● DIRECTIVE A
Write out the part of the Enid Lake riding thread starting at "I ride both." and ending at "a helmet handy.", word for word.
● DIRECTIVE B
Extend the forum thread about riding the Enid Lake bottoms from the point where it stops.

-- BEGIN DOCUMENT SECTION --

# enid lake



## browland (Apr 4, 2009)

Has anyone here rode the enid lake bottoms in ms? Im trying to figure out where to park and where to ride. Thanks for any info


----------



## bruteman19 (Jan 14, 2012)

I have before. We usually ride at sardis lake bottoms but went to enid one time. We just followed the road and it takes you to a dead end at the beginning of the trails and that's where we parked.


----------



## browland (Apr 4, 2009)

cool thanks! which place is better to ride?


----------



## rewired (Apr 28, 2009)

I ride both. There is a lot more people that ride enid then sardis. Both are fun. Just make sure to have helmets, the rangers can be bad at sardis. Mostly around hayes crossing and at holiday lodge. its not too bad at enid, but I'd still have a helmet handy.


----------



## browland (Apr 4, 2009)

wth? theres a off road helmet law in ms???


----------



## browland (Apr 4, 2009)

is the water low enough to ride yet ?


----------



## rewired (Apr 28, 2009)

-- END DOCUMENT SECTION --
-- BEGIN SUPPLIED MATERIAL --

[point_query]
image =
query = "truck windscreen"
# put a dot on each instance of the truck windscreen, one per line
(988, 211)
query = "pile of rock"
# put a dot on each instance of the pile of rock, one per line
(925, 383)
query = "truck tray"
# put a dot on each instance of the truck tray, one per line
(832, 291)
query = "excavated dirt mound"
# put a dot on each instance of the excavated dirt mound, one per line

-- END SUPPLIED MATERIAL --

● EXERCISE OUTPUT A
I ride both. There is a lot more people that ride enid then sardis. Both are fun. Just make sure to have helmets, the rangers can be bad at sardis. Mostly around hayes crossing and at holiday lodge. its not too bad at enid, but I'd still have a helmet handy.

● EXERCISE OUTPUT B
No helmet law, they just want more money. I keep mine on my bike so I can put it on real quick. I don't wear it while I'm riding. The lakes are both down low enough to ride. Don't need a snorkel yet to cross the creeks.


----------



## browland (Apr 4, 2009)

hey thanks for the info, Im gonna try one of the places out this weekend I think


----------



## Polaris425 (Dec 16, 2004)

I think brute650i rides there some


----------



## bruteman19 (Jan 14, 2012)

Personally I think Sardis is better but that's just me. And we never wear helmets at Sardis. Every time the ranger has stopped us they just say wear helmets next time. Sardis is barely low enough to ride. Last weekend we planned to go riding but the water was up enough to go boating so that's what we did. But you can still ride their!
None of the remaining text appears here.